<<<<

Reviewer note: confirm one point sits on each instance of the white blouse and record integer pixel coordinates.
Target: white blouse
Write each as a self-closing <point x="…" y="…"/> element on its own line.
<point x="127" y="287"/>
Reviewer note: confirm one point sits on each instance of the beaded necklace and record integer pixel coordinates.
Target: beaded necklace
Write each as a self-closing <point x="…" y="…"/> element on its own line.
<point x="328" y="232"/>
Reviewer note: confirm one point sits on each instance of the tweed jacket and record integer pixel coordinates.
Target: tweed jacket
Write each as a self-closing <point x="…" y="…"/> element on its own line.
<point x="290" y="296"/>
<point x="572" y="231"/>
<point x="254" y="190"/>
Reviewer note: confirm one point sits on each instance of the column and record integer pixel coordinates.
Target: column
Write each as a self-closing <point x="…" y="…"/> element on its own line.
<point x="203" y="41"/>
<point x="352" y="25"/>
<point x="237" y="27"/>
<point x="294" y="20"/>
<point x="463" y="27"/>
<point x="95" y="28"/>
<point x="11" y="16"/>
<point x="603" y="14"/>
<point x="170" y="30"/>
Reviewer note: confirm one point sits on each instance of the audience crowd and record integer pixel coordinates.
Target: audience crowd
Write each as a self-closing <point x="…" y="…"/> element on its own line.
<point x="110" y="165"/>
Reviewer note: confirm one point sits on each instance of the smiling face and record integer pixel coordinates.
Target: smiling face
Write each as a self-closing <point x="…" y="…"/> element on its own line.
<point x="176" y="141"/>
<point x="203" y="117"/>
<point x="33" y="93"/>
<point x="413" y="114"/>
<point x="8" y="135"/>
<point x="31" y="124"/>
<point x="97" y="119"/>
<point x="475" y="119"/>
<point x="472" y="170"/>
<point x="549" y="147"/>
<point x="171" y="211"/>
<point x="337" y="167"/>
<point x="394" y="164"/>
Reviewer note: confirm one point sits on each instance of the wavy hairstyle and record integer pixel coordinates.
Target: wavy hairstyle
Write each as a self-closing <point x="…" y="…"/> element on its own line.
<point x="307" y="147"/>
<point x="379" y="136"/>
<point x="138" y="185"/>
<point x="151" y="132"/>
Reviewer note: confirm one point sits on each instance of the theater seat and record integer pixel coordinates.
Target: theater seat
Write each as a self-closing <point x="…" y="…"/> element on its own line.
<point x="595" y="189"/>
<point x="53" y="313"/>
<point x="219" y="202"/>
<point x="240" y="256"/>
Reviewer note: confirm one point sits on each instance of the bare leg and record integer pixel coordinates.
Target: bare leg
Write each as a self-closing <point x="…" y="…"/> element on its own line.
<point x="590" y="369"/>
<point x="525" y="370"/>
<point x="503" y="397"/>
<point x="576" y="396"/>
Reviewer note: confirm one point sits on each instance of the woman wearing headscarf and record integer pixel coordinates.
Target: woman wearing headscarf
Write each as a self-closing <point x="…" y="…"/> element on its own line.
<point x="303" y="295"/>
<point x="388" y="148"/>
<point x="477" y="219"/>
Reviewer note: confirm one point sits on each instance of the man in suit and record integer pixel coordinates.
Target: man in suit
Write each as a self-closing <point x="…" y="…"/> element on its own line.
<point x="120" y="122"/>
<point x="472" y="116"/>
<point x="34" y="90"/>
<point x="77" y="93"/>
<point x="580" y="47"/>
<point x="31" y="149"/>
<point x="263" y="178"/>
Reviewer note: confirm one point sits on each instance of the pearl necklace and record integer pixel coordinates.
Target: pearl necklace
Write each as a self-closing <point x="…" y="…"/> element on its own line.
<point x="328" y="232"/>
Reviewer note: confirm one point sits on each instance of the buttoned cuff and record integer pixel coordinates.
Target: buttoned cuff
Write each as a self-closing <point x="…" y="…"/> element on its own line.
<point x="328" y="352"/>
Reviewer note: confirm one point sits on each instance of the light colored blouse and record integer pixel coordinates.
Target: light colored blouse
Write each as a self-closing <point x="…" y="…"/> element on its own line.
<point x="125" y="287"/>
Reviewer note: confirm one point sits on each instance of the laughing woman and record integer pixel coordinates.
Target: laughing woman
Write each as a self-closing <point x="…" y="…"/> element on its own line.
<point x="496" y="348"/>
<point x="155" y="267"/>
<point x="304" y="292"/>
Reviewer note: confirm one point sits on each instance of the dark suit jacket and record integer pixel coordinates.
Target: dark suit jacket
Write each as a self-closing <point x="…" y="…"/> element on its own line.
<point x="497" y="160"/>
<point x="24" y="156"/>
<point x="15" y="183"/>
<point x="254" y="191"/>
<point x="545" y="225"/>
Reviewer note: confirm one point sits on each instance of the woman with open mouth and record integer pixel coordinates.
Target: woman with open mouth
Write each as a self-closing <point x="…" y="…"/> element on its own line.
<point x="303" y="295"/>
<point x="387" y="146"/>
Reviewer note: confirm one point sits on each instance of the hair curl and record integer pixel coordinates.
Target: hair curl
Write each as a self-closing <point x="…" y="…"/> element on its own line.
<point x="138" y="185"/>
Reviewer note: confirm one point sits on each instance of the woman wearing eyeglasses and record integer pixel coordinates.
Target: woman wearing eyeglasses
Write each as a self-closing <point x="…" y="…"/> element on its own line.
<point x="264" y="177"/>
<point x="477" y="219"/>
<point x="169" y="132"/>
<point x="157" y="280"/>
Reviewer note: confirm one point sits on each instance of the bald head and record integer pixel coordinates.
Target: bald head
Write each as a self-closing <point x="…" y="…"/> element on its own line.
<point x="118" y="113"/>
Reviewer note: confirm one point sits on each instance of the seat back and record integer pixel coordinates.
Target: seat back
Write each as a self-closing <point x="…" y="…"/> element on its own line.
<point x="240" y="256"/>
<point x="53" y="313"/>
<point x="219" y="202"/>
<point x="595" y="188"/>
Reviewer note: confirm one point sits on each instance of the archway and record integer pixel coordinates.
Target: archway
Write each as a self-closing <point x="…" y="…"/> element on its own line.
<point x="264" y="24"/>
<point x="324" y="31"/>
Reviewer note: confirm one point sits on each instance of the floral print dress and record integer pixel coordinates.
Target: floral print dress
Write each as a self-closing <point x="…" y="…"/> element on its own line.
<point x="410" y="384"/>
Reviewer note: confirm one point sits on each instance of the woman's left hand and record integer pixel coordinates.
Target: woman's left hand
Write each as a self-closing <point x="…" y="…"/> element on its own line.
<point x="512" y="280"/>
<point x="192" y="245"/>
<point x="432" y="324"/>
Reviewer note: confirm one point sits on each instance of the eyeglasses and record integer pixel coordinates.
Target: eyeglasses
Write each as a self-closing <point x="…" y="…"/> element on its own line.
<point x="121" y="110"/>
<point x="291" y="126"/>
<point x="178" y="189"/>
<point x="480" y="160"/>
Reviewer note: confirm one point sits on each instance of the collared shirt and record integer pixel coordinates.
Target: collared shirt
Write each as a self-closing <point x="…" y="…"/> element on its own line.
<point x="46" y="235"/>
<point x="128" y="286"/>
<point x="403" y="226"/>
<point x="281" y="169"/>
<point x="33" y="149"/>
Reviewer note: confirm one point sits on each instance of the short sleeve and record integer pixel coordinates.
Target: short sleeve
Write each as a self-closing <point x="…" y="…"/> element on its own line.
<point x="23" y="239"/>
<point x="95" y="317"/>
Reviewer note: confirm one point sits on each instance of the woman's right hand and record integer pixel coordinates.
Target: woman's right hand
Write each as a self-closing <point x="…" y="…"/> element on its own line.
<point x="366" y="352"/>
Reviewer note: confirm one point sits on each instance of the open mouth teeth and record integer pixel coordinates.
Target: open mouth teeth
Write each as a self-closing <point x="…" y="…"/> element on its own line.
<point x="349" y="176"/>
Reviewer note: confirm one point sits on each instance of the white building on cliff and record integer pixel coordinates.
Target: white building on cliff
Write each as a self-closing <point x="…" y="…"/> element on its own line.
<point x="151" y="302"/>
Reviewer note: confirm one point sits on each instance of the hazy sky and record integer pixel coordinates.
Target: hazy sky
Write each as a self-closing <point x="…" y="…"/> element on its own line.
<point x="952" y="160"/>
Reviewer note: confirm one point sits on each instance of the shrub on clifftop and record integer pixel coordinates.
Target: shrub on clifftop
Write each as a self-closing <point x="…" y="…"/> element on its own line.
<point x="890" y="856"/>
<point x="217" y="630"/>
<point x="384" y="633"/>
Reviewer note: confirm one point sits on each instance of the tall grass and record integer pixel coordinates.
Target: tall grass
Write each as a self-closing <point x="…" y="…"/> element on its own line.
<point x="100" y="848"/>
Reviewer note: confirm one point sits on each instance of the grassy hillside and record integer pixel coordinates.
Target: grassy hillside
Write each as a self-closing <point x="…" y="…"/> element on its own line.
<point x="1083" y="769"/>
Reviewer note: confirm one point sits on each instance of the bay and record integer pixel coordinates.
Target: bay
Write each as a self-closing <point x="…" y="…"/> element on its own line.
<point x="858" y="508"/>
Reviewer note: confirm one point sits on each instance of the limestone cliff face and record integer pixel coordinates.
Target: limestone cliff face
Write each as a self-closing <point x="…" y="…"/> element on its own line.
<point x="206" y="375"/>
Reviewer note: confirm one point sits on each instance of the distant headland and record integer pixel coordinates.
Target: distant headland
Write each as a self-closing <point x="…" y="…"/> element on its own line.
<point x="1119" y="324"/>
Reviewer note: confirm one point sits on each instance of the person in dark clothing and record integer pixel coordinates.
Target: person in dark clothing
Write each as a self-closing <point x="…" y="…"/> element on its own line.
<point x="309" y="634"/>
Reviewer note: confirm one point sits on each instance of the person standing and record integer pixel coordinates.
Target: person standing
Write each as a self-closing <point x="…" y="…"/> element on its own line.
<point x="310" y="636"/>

>>>>

Exactly as written, give again every line from the one containing "grass and record integer pixel coordinates." through the last line of the material above, and no other lines.

Reviewer note: confirm one point sits on each instance of the tall grass and record integer pixel coordinates.
Target: tall grass
Write each as a self-closing <point x="…" y="…"/> element on its own line.
<point x="100" y="848"/>
Reviewer note: confirm one point sits on each instance of the grassy hillside and record integer pixel coordinates.
Target: grassy hillside
Write each as a self-closing <point x="…" y="…"/> element on its own line.
<point x="1083" y="769"/>
Reviewer note: confirm one point sits on each instance of the bay and record integer pixel coordinates.
Target: bay
Write each as a self-closing <point x="…" y="…"/> element on its own line.
<point x="858" y="508"/>
Reviewer note: confirm one point sits on each instance of the limestone cliff face and record integer pixel coordinates.
Target: limestone cliff face
Write each as a self-closing <point x="…" y="…"/> element on its own line.
<point x="206" y="375"/>
Reviewer note: confirm one point sits on each instance of the distant headland and record integer pixel coordinates.
Target: distant headland
Write each as a self-closing <point x="…" y="…"/> element on its own line.
<point x="1119" y="324"/>
Reviewer note: confirm one point sits on each instance of the person in dark clothing and record integer pixel coordinates.
Target: person in dark clothing
Write each as a self-closing <point x="…" y="…"/> element on its own line.
<point x="309" y="634"/>
Reviewer note: confirm one point sits on each instance of the person standing and record integer pixel coordinates.
Target: person standing
Write each as a self-closing <point x="…" y="…"/> element on its own line.
<point x="310" y="636"/>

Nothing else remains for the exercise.